- [AIM OF THE TASK]: Identify each line of the listing below that contains the word "sleigh", and copy those lines out. Matching is case-sensitive.

[Data pulled from a collection]
-------------------------
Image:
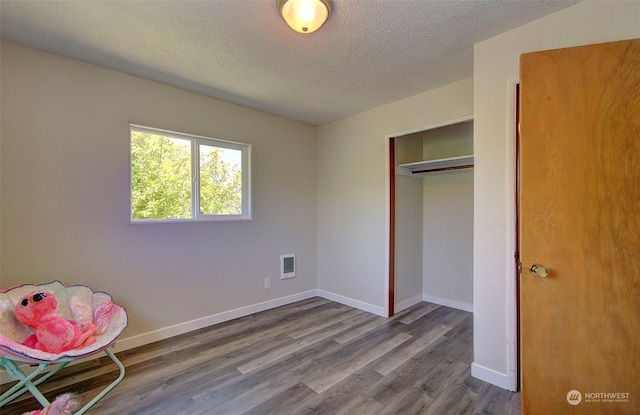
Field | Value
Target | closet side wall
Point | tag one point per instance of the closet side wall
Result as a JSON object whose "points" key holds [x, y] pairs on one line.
{"points": [[408, 252], [448, 220]]}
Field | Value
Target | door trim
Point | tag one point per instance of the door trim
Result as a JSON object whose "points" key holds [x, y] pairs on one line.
{"points": [[513, 361]]}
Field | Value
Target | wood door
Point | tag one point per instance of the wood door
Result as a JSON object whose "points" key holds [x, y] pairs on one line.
{"points": [[580, 218]]}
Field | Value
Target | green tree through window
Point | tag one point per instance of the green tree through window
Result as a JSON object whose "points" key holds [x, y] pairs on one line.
{"points": [[167, 184]]}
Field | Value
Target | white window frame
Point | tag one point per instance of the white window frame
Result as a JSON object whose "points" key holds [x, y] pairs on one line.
{"points": [[196, 141]]}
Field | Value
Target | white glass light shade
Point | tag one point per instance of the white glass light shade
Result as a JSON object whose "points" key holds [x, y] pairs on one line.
{"points": [[304, 16]]}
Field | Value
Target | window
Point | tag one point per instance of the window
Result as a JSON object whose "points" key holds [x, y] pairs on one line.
{"points": [[181, 177]]}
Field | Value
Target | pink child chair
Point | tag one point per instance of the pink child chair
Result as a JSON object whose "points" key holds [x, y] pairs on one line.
{"points": [[78, 303]]}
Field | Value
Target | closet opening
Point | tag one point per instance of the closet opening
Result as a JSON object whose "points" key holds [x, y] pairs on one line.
{"points": [[431, 217]]}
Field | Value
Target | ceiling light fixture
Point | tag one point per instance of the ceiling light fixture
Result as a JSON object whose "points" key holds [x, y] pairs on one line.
{"points": [[304, 16]]}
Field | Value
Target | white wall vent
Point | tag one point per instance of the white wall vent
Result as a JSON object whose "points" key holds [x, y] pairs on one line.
{"points": [[287, 266]]}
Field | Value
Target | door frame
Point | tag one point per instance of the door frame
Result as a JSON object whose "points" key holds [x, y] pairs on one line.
{"points": [[513, 276]]}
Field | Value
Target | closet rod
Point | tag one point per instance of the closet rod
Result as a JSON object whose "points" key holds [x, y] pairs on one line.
{"points": [[466, 166]]}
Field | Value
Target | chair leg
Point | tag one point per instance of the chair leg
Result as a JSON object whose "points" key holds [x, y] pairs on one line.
{"points": [[30, 382], [27, 383], [106, 390]]}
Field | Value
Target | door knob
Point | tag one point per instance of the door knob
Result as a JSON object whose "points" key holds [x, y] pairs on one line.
{"points": [[538, 270]]}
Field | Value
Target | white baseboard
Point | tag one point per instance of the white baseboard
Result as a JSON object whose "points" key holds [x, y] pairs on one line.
{"points": [[370, 308], [402, 305], [490, 375], [448, 303]]}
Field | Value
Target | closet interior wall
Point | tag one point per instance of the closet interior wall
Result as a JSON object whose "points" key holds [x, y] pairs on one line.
{"points": [[434, 221]]}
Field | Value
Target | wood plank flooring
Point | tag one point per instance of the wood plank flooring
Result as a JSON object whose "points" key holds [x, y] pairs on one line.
{"points": [[311, 357]]}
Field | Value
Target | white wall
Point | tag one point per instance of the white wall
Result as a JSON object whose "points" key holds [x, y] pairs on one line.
{"points": [[65, 195], [353, 199], [495, 66], [408, 225]]}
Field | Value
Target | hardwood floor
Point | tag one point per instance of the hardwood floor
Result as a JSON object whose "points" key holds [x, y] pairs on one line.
{"points": [[311, 357]]}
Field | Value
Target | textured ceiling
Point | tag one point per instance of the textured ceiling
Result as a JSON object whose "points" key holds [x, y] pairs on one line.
{"points": [[369, 53]]}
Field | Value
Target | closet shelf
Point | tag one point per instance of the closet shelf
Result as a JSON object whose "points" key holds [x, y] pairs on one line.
{"points": [[429, 166]]}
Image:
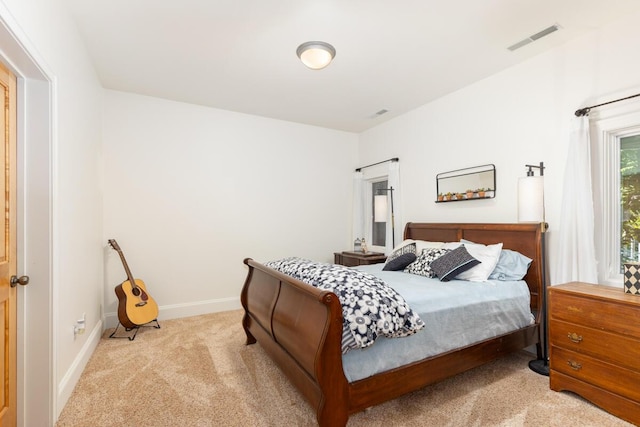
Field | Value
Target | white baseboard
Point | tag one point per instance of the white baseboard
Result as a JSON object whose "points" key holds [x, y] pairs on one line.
{"points": [[176, 311], [70, 379]]}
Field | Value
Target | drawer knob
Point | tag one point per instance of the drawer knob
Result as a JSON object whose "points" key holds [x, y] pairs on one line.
{"points": [[574, 337], [574, 365]]}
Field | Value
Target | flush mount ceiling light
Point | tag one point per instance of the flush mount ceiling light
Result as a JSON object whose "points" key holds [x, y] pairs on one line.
{"points": [[316, 55]]}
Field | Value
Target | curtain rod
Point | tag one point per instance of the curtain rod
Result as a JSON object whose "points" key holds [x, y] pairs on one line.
{"points": [[584, 111], [394, 159]]}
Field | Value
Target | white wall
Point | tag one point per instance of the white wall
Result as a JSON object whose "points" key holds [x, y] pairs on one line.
{"points": [[191, 191], [520, 116], [48, 35]]}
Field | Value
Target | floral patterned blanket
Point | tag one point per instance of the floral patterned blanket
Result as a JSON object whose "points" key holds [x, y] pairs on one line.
{"points": [[370, 307]]}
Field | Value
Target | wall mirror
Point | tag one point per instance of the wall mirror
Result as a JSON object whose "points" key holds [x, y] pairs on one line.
{"points": [[475, 183]]}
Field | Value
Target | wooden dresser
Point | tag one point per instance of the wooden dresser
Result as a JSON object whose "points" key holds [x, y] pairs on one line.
{"points": [[594, 346]]}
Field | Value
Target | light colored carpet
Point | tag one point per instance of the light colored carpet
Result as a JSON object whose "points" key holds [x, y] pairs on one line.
{"points": [[197, 372]]}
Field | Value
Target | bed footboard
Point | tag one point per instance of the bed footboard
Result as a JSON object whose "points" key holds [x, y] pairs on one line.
{"points": [[300, 327]]}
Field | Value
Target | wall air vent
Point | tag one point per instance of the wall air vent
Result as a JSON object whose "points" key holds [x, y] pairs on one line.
{"points": [[534, 37]]}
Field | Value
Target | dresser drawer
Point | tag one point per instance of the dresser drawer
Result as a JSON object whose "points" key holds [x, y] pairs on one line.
{"points": [[613, 348], [597, 313], [616, 379]]}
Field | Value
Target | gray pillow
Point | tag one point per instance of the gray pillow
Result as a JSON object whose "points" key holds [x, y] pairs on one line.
{"points": [[453, 263], [410, 248], [511, 265], [400, 262]]}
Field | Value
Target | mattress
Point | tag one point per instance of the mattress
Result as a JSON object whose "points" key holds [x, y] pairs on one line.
{"points": [[456, 314]]}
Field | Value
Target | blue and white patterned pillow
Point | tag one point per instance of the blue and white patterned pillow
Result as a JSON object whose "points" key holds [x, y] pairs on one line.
{"points": [[449, 265], [422, 265]]}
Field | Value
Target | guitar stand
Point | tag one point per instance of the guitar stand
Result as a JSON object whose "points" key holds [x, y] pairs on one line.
{"points": [[135, 328]]}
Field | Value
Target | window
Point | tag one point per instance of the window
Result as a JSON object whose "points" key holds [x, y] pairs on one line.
{"points": [[616, 166], [378, 229], [629, 200]]}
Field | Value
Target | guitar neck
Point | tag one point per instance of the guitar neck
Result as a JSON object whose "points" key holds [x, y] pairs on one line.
{"points": [[126, 269]]}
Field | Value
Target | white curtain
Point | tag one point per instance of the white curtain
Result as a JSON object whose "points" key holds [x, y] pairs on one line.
{"points": [[357, 228], [576, 257], [397, 229]]}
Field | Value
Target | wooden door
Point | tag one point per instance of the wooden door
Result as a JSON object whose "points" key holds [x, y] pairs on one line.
{"points": [[8, 252]]}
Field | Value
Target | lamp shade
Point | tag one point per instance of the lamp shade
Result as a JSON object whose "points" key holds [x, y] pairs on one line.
{"points": [[380, 208], [531, 199], [316, 55]]}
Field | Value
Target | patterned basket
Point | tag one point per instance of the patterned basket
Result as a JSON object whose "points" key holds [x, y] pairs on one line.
{"points": [[632, 278]]}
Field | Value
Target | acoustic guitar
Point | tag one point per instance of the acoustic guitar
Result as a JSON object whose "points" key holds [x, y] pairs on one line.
{"points": [[135, 305]]}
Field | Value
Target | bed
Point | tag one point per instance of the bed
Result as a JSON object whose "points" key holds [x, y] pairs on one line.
{"points": [[301, 327]]}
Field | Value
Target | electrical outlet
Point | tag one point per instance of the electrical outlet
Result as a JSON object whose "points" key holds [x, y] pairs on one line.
{"points": [[79, 327]]}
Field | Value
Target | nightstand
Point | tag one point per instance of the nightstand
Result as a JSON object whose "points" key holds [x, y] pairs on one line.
{"points": [[594, 346], [351, 259]]}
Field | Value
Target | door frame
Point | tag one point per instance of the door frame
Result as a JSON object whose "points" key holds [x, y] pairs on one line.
{"points": [[36, 362]]}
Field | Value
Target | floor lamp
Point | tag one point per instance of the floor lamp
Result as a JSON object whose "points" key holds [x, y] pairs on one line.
{"points": [[380, 209], [531, 209]]}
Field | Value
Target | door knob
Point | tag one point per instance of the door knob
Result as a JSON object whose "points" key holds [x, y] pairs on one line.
{"points": [[15, 280]]}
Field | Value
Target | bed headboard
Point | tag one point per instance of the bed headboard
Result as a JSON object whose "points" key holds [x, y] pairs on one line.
{"points": [[528, 239]]}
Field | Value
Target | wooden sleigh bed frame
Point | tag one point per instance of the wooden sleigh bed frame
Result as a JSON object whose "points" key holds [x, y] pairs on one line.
{"points": [[300, 327]]}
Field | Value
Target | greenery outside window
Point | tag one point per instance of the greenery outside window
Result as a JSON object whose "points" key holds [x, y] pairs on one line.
{"points": [[616, 173], [629, 200]]}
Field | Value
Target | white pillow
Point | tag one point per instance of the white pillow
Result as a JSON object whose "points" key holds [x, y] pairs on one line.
{"points": [[488, 256]]}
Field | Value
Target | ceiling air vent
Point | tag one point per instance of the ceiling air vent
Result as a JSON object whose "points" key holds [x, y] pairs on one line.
{"points": [[535, 37]]}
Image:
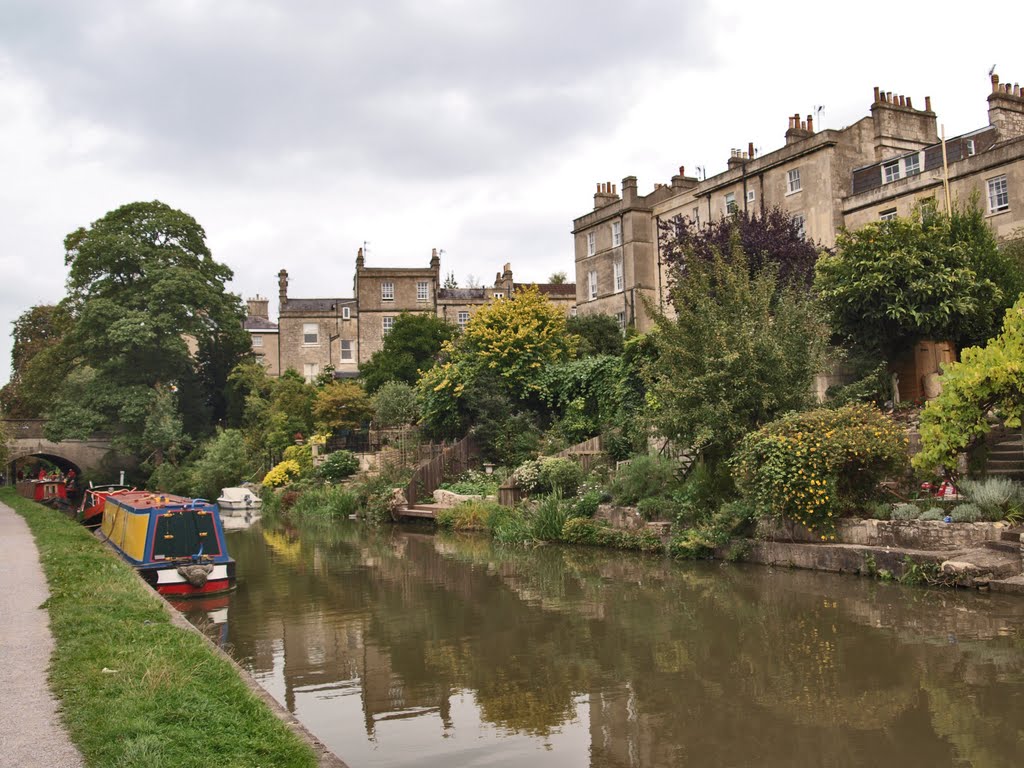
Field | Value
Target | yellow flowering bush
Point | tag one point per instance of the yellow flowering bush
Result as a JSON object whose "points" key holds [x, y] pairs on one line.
{"points": [[282, 474], [812, 467]]}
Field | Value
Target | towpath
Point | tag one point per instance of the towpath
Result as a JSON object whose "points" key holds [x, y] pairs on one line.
{"points": [[31, 731]]}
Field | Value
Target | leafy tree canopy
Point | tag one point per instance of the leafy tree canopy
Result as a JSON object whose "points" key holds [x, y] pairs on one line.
{"points": [[987, 380], [412, 345], [38, 365], [892, 283], [767, 238], [395, 403], [148, 306], [736, 356], [342, 404], [599, 334]]}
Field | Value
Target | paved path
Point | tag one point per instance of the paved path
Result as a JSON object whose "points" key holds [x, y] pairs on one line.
{"points": [[31, 732]]}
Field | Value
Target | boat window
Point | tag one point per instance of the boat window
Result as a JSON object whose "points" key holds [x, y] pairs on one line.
{"points": [[182, 534]]}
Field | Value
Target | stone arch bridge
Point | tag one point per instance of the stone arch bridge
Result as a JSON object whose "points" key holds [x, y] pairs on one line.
{"points": [[90, 456]]}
-------------------------
- [EXERCISE RESULT]:
Target | wooden sleigh bed frame
Point | tag one point per instance of the wooden sleigh bed frame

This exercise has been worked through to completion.